» Your task
Copy out the stretch of records below from their start through the line containing "18, 159, 39, 323", requests included, and increase every bounding-box coordinate in the answers by 84, leaving the numbers in the requests and their sample coordinates unchanged. Omit the pictures.

--------------------

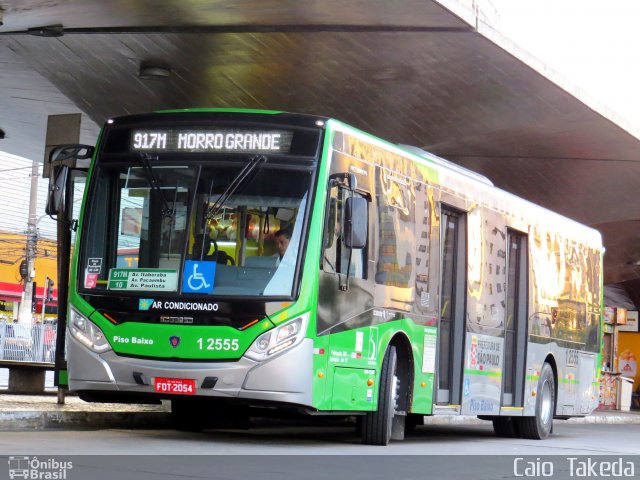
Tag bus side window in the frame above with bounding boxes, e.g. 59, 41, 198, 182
322, 187, 368, 278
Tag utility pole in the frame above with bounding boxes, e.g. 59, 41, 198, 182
18, 159, 39, 323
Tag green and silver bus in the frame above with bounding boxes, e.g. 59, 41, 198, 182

--------------------

» Response below
Tag bus side window in the frame above with bounding boxes, e.g. 59, 41, 198, 182
406, 271, 452, 362
Tag utility pole in the frame above with bounding boxes, e.g. 59, 41, 198, 182
102, 243, 123, 407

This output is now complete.